(Stored entries)
** start **
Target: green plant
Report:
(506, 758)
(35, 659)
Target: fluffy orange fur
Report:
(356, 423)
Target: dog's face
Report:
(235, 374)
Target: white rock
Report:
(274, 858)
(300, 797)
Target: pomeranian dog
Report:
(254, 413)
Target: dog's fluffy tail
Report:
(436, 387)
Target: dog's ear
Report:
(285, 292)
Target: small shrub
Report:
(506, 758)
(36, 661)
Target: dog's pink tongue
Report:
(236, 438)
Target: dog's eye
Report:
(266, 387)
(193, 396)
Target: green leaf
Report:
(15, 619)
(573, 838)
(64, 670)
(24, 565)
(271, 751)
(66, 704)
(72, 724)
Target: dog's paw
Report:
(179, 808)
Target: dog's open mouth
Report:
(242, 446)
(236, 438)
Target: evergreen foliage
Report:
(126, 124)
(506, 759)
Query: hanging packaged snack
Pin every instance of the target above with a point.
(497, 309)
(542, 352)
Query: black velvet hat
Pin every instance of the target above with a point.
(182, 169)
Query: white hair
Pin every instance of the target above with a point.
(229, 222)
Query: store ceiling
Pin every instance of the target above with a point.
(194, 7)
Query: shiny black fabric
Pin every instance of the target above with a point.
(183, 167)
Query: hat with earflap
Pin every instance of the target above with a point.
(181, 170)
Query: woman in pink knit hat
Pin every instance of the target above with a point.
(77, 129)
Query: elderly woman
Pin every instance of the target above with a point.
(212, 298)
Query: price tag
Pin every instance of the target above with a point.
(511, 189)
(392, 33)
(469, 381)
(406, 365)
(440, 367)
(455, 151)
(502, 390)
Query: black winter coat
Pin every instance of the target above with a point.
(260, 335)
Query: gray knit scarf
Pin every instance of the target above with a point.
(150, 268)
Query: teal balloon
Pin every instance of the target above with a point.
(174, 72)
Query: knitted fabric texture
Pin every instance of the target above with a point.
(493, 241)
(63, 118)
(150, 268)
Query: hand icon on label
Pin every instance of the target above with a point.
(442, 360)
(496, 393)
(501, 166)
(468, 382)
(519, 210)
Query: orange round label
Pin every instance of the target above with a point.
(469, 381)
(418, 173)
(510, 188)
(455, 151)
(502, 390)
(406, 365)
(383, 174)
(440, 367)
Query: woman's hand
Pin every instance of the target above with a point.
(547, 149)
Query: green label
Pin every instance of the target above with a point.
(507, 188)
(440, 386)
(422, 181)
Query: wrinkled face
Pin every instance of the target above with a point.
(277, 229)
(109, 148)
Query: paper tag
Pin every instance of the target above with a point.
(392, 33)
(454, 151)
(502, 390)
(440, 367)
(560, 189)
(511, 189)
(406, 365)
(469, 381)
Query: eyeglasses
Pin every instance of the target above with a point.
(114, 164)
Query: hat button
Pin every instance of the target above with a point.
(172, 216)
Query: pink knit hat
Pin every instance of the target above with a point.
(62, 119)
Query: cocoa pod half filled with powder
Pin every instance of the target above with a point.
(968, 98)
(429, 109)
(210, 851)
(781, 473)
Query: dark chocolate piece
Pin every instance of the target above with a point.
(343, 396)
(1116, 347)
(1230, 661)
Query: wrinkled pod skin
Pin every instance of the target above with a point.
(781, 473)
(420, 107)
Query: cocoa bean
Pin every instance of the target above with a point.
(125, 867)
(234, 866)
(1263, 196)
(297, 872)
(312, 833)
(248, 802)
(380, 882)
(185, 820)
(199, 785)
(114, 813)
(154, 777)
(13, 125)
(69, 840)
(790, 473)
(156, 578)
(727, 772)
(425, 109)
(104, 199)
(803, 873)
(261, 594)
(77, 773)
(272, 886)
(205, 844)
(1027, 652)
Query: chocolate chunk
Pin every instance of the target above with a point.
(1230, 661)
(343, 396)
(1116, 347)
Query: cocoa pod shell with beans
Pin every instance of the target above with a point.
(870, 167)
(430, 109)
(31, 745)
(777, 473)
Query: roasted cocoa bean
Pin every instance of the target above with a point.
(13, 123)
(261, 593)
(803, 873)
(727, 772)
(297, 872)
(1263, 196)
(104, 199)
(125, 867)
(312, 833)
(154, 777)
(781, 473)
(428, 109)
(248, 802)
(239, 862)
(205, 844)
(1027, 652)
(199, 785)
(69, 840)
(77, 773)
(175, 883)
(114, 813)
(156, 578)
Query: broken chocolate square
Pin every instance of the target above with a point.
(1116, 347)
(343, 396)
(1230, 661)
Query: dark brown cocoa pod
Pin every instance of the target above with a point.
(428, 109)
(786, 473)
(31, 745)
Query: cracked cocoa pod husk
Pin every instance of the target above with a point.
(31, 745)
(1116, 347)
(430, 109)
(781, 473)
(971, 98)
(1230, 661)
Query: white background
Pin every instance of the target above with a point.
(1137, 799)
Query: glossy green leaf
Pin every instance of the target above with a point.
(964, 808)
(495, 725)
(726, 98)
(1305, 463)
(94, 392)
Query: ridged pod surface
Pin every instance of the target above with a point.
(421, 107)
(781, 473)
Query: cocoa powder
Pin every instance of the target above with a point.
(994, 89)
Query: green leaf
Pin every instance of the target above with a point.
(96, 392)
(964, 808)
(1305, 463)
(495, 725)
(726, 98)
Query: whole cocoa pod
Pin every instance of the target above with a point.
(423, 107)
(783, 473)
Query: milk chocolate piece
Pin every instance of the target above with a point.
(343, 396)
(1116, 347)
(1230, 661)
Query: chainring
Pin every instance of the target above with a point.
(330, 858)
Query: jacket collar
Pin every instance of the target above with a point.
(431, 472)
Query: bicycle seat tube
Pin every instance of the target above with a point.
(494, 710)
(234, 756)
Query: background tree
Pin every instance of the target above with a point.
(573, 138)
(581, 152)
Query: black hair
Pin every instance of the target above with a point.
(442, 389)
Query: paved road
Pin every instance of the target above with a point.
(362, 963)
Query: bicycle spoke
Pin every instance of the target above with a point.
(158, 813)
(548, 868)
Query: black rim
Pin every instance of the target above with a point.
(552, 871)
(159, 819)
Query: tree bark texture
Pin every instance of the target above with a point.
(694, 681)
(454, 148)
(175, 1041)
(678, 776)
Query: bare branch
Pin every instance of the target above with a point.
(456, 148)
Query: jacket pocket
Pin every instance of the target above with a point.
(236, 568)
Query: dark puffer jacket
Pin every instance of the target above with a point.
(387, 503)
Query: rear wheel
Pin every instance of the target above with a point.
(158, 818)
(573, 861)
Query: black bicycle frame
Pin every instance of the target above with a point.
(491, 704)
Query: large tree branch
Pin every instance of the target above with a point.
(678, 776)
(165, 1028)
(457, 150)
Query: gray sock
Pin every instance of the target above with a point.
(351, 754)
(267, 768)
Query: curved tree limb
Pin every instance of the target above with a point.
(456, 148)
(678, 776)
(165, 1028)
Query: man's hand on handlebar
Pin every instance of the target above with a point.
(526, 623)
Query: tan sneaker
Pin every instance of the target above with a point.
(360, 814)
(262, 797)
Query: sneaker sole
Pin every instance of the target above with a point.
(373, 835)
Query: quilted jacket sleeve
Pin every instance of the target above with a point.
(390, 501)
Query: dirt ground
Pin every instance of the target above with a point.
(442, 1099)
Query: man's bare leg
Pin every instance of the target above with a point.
** end **
§ Problem
Please copy all of the material above word for word, leaving nothing out.

§ Answer to this problem
Target: green plant
Report:
(506, 758)
(35, 659)
Target: fluffy orange fur
Report:
(356, 423)
Target: dog's face
Report:
(235, 374)
Target: white rock
Report:
(274, 858)
(300, 797)
Target: pomeranian dog
Report:
(254, 413)
Target: dog's fluffy tail
Report:
(436, 387)
Target: dog's ear
Report:
(285, 292)
Target: small shrub
Report:
(506, 758)
(36, 661)
Target: dog's pink tongue
Report:
(236, 438)
Target: dog's eye
Report:
(266, 387)
(193, 396)
Target: green leaf
Report:
(15, 619)
(573, 838)
(64, 670)
(24, 565)
(271, 751)
(66, 704)
(72, 724)
Target: dog's paw
Report:
(179, 808)
Target: dog's open mouth
Report:
(242, 446)
(236, 438)
Target: evergreen foliage
Report:
(126, 124)
(506, 759)
Query: hanging packaged snack
Pin every instance of the target above with a point.
(497, 309)
(542, 352)
Query: black velvet hat
Pin every instance of the target above with a point.
(182, 169)
Query: white hair
Pin every instance of the target above with a point.
(229, 222)
Query: store ceiling
Pin every instance of the target above with a point.
(194, 7)
Query: shiny black fabric
Pin every instance of the target above with a point.
(183, 167)
Query: hat with earflap
Pin every instance of the target above with a point.
(181, 170)
Query: woman in pink knit hat
Pin every instance of the target above with a point.
(77, 129)
Query: elderly woman
Pin every instance of the target above with a point.
(212, 298)
Query: price tag
Pin every instance of the target above with a point.
(511, 189)
(392, 33)
(469, 381)
(406, 365)
(440, 367)
(455, 151)
(502, 390)
Query: black winter coat
Pin every instance of the target above with a point.
(260, 335)
Query: gray knit scarf
Pin every instance of the target above with a point.
(150, 268)
Query: teal balloon
Pin every instance of the target above with a point.
(174, 72)
Query: knitted fabric texture
Pin every instance of the target above with a point.
(493, 241)
(63, 118)
(150, 268)
Query: hand icon on label
Pin every instance of the target above with a point.
(442, 360)
(496, 393)
(501, 166)
(468, 382)
(519, 210)
Query: orange round label
Pin every instance of the target above with a point.
(469, 381)
(418, 173)
(510, 188)
(455, 151)
(502, 390)
(406, 365)
(383, 174)
(440, 367)
Query: woman's hand
Pin every instance of the target above with a point.
(547, 149)
Query: green label
Pin every instance of the target above with a point.
(507, 188)
(440, 386)
(422, 181)
Query: wrinkled face
Pin every instance of the target above with a point.
(277, 229)
(109, 148)
Query: paper tag
Pin every instance of the target above with a point.
(392, 33)
(454, 151)
(502, 390)
(440, 367)
(560, 189)
(511, 189)
(406, 365)
(469, 381)
Query: eyeglasses
Pin every instance of the target above with a point.
(114, 164)
Query: hat button
Pin every instance of the target above with a point.
(172, 216)
Query: pink knit hat
Pin every instance of the target above with a point.
(62, 119)
Query: cocoa pod half filled with powder
Pin every instance of the target above with a point.
(968, 98)
(429, 109)
(210, 851)
(781, 473)
Query: dark chocolate piece
Pin every instance of the target above with a point.
(343, 396)
(1116, 347)
(1230, 661)
Query: wrinkled pod skin
Pin every instance of the target above with a point.
(781, 473)
(420, 107)
Query: cocoa bean
Pin every instance of the target above with a point.
(125, 867)
(234, 866)
(1263, 196)
(297, 872)
(312, 833)
(248, 802)
(380, 882)
(185, 820)
(199, 785)
(114, 813)
(154, 777)
(13, 125)
(69, 840)
(790, 473)
(156, 578)
(727, 772)
(425, 109)
(104, 199)
(803, 873)
(261, 594)
(77, 773)
(272, 886)
(205, 844)
(1027, 652)
Query: chocolate chunk
Pin every instance of the target above with a point.
(1230, 661)
(343, 396)
(1116, 347)
Query: cocoa pod shell with beans
Pin every instance of the target above with a point.
(870, 167)
(430, 109)
(31, 745)
(777, 473)
Query: roasted cocoa bean
Pin every instance of the target above with a point.
(13, 123)
(261, 593)
(803, 873)
(727, 772)
(297, 872)
(1263, 196)
(104, 199)
(125, 867)
(312, 833)
(154, 777)
(781, 473)
(428, 109)
(248, 802)
(239, 862)
(205, 844)
(1027, 652)
(199, 785)
(69, 840)
(77, 773)
(175, 883)
(114, 813)
(156, 578)
Query: broken chocolate square
Pin every instance of the target above with a point.
(1116, 347)
(343, 396)
(1230, 661)
Query: dark brown cocoa pod
Pin every instance of the target above with a point.
(428, 109)
(786, 473)
(31, 745)
Query: cracked cocoa pod husk
Pin every instance of the target above with a point.
(31, 745)
(1116, 347)
(430, 109)
(781, 473)
(971, 98)
(1230, 661)
Query: white background
Pin every instance of the target above with a point.
(1137, 799)
Query: glossy green leaf
Pin every instance of the target above with a point.
(964, 808)
(495, 725)
(726, 98)
(1305, 463)
(94, 392)
Query: ridged pod surface
Pin every instance of the target above with a point.
(421, 107)
(781, 473)
Query: cocoa powder
Pin every instance of the target above with a point.
(994, 89)
Query: green leaf
Pin every instance of the target above with a point.
(96, 392)
(964, 808)
(1305, 463)
(495, 725)
(726, 98)
Query: whole cocoa pod
Pin every instance of the target above with a point.
(423, 107)
(783, 473)
Query: milk chocolate piece
Pin every instance of the target above with a point.
(343, 396)
(1116, 347)
(1230, 661)
Query: chainring
Pin every instance of the target above with a point.
(330, 858)
Query: jacket collar
Pin every instance of the target above with a point.
(431, 472)
Query: bicycle seat tube
Pin every instance of the target above with a point.
(494, 710)
(234, 756)
Query: background tree
Pin every instance of the target above with a point.
(573, 138)
(581, 152)
Query: black hair
Pin every instance of the target above with a point.
(442, 389)
Query: paved road
Pin every instance of the target above with a point.
(362, 963)
Query: bicycle spoke
Pin every instance of the target above with a point.
(158, 813)
(548, 868)
Query: black rim
Pin every instance of the target above with a point.
(552, 871)
(159, 819)
Query: tree bark texture
Pin every instance of the target above with a point.
(694, 681)
(454, 148)
(175, 1041)
(678, 776)
Query: bare branch
Pin every instance of the target above with a point.
(456, 148)
Query: jacket pocket
Pin every instance of the target above with a point.
(236, 568)
Query: dark puffer jacket
Pin every instance of the target above with a point.
(387, 503)
Query: rear wheel
Pin every instance of the target above with a point.
(158, 818)
(573, 861)
Query: black bicycle frame
Pin every instance of the target above with a point.
(491, 704)
Query: large tree branch
Pin every instance of the target above with a point.
(678, 776)
(165, 1028)
(457, 150)
Query: gray sock
Pin every instance of the target above with a point.
(351, 754)
(267, 768)
Query: curved tree limb
Pin every instance of the target above with a point.
(456, 148)
(678, 776)
(165, 1028)
Query: man's hand on handlebar
Pin every instance of the target above with a point.
(526, 623)
Query: tan sneaker
Pin every instance of the target above with a point.
(360, 814)
(262, 797)
Query: sneaker sole
Pin every instance of the target above with a point.
(373, 835)
Query: quilted jacket sleeve
Pin every instance of the target above with a point.
(390, 501)
Query: dirt ground
Pin every instance of the target above with a point.
(442, 1099)
Query: man's bare leg
Pin every instance of the target above with a point.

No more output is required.